Task to carry out - Each entry must be printed again without a single change.

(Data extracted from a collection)

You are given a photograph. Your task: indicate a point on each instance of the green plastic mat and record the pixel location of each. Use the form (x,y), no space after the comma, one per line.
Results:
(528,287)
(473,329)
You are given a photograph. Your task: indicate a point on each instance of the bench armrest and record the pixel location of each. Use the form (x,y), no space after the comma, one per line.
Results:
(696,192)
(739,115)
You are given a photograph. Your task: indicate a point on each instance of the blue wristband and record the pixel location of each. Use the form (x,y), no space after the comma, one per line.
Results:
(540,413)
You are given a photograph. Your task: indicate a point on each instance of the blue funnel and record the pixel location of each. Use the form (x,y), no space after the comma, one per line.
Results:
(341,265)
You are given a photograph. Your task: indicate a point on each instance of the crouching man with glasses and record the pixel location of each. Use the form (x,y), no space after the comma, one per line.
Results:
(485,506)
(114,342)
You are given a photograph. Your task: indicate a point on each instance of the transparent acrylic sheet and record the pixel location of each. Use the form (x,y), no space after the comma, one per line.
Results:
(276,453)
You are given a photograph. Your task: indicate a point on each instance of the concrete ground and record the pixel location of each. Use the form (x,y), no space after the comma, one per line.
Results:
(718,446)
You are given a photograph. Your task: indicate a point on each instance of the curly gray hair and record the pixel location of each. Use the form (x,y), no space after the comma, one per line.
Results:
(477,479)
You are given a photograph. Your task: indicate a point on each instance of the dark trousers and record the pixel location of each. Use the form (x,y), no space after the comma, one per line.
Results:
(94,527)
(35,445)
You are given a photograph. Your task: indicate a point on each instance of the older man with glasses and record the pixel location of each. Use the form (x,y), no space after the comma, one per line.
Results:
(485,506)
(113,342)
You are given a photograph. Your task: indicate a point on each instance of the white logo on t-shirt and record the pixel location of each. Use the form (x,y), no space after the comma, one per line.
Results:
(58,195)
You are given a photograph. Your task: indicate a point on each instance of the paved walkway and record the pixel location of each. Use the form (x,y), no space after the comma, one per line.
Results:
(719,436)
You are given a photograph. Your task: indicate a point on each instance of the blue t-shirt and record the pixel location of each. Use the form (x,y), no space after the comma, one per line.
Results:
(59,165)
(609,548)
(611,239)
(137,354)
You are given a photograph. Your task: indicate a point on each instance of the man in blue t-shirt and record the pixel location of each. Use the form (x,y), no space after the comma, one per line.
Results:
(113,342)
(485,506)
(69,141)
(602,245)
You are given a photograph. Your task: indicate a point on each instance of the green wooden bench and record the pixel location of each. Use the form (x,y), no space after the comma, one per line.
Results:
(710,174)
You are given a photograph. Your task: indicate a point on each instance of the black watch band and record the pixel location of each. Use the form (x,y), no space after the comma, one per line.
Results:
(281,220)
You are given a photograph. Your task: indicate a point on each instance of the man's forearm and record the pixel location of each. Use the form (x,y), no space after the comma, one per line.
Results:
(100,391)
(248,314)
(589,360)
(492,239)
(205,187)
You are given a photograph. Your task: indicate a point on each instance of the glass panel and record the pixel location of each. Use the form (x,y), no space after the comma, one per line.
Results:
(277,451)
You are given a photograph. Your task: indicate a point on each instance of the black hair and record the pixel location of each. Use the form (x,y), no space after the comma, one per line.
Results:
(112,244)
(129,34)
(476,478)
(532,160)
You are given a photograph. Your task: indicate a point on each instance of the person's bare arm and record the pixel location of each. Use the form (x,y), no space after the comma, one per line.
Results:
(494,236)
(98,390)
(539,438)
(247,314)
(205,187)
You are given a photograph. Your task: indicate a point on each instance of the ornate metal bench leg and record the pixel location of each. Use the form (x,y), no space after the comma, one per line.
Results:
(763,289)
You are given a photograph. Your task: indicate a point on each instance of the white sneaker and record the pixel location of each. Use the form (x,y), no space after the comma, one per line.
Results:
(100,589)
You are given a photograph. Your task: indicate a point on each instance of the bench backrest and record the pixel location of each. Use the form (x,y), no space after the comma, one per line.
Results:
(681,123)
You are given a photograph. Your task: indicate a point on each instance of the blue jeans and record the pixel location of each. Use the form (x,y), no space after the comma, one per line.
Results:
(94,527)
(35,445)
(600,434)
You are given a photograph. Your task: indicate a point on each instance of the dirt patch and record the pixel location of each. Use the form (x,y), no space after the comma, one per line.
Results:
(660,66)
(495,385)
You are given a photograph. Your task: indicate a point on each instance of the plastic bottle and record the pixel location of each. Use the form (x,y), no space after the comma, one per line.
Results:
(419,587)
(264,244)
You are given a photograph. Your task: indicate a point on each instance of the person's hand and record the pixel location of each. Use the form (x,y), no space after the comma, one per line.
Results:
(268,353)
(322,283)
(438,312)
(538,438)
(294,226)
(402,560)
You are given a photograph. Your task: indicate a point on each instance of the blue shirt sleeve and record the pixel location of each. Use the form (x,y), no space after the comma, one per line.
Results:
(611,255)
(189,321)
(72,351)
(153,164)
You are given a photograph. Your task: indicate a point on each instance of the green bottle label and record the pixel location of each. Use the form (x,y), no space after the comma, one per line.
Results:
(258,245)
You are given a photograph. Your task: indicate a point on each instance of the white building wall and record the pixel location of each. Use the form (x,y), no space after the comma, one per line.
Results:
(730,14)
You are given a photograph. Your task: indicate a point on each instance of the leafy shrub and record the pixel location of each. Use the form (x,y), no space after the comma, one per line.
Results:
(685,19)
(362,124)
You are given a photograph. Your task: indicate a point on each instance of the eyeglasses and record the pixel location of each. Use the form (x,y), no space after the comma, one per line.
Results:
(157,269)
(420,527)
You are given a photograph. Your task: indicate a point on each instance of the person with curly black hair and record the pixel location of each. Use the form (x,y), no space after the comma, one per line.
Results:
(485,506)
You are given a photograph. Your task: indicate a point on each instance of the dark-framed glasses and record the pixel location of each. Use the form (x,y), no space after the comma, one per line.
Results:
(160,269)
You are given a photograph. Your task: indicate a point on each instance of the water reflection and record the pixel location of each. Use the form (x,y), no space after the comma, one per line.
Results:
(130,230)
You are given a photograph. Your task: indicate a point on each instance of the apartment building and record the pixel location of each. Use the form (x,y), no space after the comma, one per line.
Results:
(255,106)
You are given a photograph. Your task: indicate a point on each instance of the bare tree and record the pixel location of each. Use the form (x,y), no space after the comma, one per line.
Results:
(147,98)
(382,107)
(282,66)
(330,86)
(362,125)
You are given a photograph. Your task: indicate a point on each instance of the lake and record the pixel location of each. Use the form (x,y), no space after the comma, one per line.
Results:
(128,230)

Exercise response -
You are given a photograph. Your task: indicate a point on each instance of the green plastic mat and record the pixel location of each. Use the form (x,y), no space after the comma, one per line.
Results:
(528,287)
(473,329)
You are given a photograph. Your task: indicate a point on each instance of the bench armrest and record the pixel location of each. Use the form (x,y), no space after the comma, one per line.
Results:
(696,192)
(739,115)
You are given a photograph. Your task: indicate a point on each instance of the blue wristband and record the pixel location of each. Use the form (x,y), no space after the comma, one per line.
Results:
(540,413)
You are given a photograph. Your task: indicate a point on each instance of the blue funnel and record the pixel location of each. Use the form (x,y), no space after the comma, one per line.
Results:
(341,265)
You are given a photograph. Your task: indicate a point on each instance of the crouching man with glasses and record the pixel location of each. Use the form (x,y), no space after the comma, one per line.
Results:
(485,506)
(114,342)
You are given a photograph. Your task: indicate a point on each instance of the transparent acrylic sheet and record the pixel location of each. Use the form (x,y), no space after the comma, one per line.
Results:
(276,453)
You are given a photograph. Your task: indicate a point on each instance of the concrete ground and record the pixel location of each. Use the form (x,y), no space after the comma, one per line.
Results:
(718,446)
You are given a photograph. Your task: indicate a point on each instance of the curly gray hair and record the pixel location of each. Use the form (x,y), no space after the comma, one per line.
Results:
(477,479)
You are given a photograph. Your task: indicate a point on each instance of the dark trousers and record the pixel location of each. Use the form (x,y), no space after the comma, one per line.
Results:
(94,527)
(35,445)
You are given a photograph. Your task: indicate a point on each instance of the older man with glasses and record the pixel location of each. Use the form (x,y), no space after the comma, one per line.
Results:
(485,506)
(113,342)
You are given a photograph. Your task: indicate a point on each instance of the white logo on t-shirt and record the pixel location of each. Use the form (x,y), no space after the comma, one per line.
Results:
(58,195)
You are given a photograph. Your task: indicate a point on each instance of the paved walkway and record the pixel location of each. Use the form (x,y), no space after the comma, one per line.
Results:
(719,436)
You are given a photograph. Your task: indicate a point on each instance of the blue t-shirt and record the pixel location of each. Use the form (x,y), no space after the comma, one per line.
Results:
(59,165)
(609,548)
(611,239)
(137,354)
You are given a photograph. Your task: indicate a point on each instance of the man in blue t-shirt and record the pixel location of each. Use the form (x,y), no space after the comma, one per line.
Results:
(113,342)
(485,506)
(69,141)
(602,245)
You are given a photograph. Your task: indicate a point on each instance of the green wooden bench and record the pixel location of each. Use the form (x,y), no space after the comma, one per line.
Results:
(710,174)
You are given a photograph. Your task: indicate a point on each instance of the black watch band and record the pixel location of each. Use the form (x,y), no space after the comma, one per line.
Results:
(281,220)
You are given a photograph. Your task: indicate a point on each instance of the man's forearm and record the pixel location of each. Use the form (x,y), no space after the comma, one per line.
Results:
(100,391)
(248,314)
(589,360)
(492,239)
(205,187)
You are given a photograph. Your task: indicate a point on each instance of the glass panel and record the pixel location of each. Use the form (x,y), no space after the comma, one per line.
Results:
(277,451)
You are given a photograph. Your task: indicate a point on each instance of the black hair and record the pixel location of each. Use the form (x,y), no space after the comma, one per line.
Results:
(112,244)
(129,34)
(476,478)
(532,160)
You are given a photograph. Your task: indicate a point on each instance of the person's bare arm and record the pixel location of each. Use the form (x,y), no space after the comma, one per line.
Results:
(494,236)
(98,390)
(539,438)
(247,314)
(205,187)
You are given a photograph. Your task: indicate a point on each instance of the ornate metal bench leg and record the pixel location of each. Use the form (x,y), no space after the comma, one per line.
Results:
(763,289)
You are given a photograph. Your task: indicate a point on each instance of the white sneaker and record the pixel location of each. Use the form (x,y), no space after the comma, one per line.
Results:
(100,589)
You are given a photograph. Your task: indicate a point on each instance of the bench backrest and record the pixel location of each. Use the form (x,y), no space after the comma, one per line.
Results:
(681,123)
You are given a photograph. Your task: indicate a point on each instance of the blue jeans and record the pixel location of each. Use the form (x,y), no space after the comma, one per line.
Results:
(94,527)
(35,445)
(600,434)
You are given a photograph. Your task: indicate a point on each instance of the dirt patch and record the pixel location of each. Use the form (x,y), no space after the comma, one per line.
Results:
(660,66)
(495,385)
You are given a photograph. Your task: indicate a point on each instance of the plastic bottle and record the pixel location of each. Use the form (x,y), no space after the comma, one per line.
Results:
(419,587)
(264,244)
You are given a photograph. Your task: indicate a point on each instance of the person's hand and record the pixel location of each. Use the form (x,y), no space after the comma, one per line.
Results:
(268,353)
(322,283)
(438,312)
(538,438)
(294,226)
(402,560)
You are given a photograph. Your task: indicate a point on each instance of the blue shirt sleeve and record the pixel location of each. Use the form (x,y), no space after the comma, one per line.
Results:
(611,255)
(189,321)
(72,351)
(153,164)
You are given a photograph. Your task: indicate a point on each instance of the green bottle label and record the pixel location of each. Use the form (x,y), no space after the comma, one per line.
Results:
(258,245)
You are given a photograph. Your task: indicate a point on each instance of the white building wall and record the pixel location of each. Use the form (x,y), no space after the comma, one per line.
Results:
(730,14)
You are given a photograph. Your task: indicate a point on each instance of the leafy shrub and record the pixel location of each. Use the form (x,y), no space after the comma, one per line.
Results:
(685,19)
(362,124)
You are given a photograph. Your task: indicate a point on each instance of the eyeglasses and record the pixel location of each. Use the form (x,y), no space after the comma, one per line.
Results:
(157,269)
(420,527)
You are given a photograph. Your task: indicate a point on each instance of the person with curly black hair and record the pixel location of each. Use the form (x,y), no space after the comma, one per line.
Results:
(485,506)
You are given a photograph. Your task: indicate a point on each instance of the dark-framed glasses and record the pixel location of each. Use the form (x,y), no space after the comma, one per line.
Results:
(160,269)
You are given a photograph. Your task: indicate a point on each instance of the water reflection and record the pixel location of each. Use the form (x,y), no space after the comma, one per line.
Results:
(130,230)
You are given a photograph. Your task: indicate a point on each instance of the apartment building and record the pixel location of each. Use the form (x,y), no space after the comma, one per line.
Results:
(255,106)
You are given a photograph. Your task: indicate a point on each instance of the bare tree and record the pixel location of each. Use the form (x,y), no space after the comma, one per line.
Results:
(147,98)
(382,107)
(282,66)
(330,86)
(362,125)
You are given a photograph. Your task: indicate a point on each instance of the lake and record the pixel location of each. Use the form (x,y), no space after the comma, one per line.
Results:
(128,230)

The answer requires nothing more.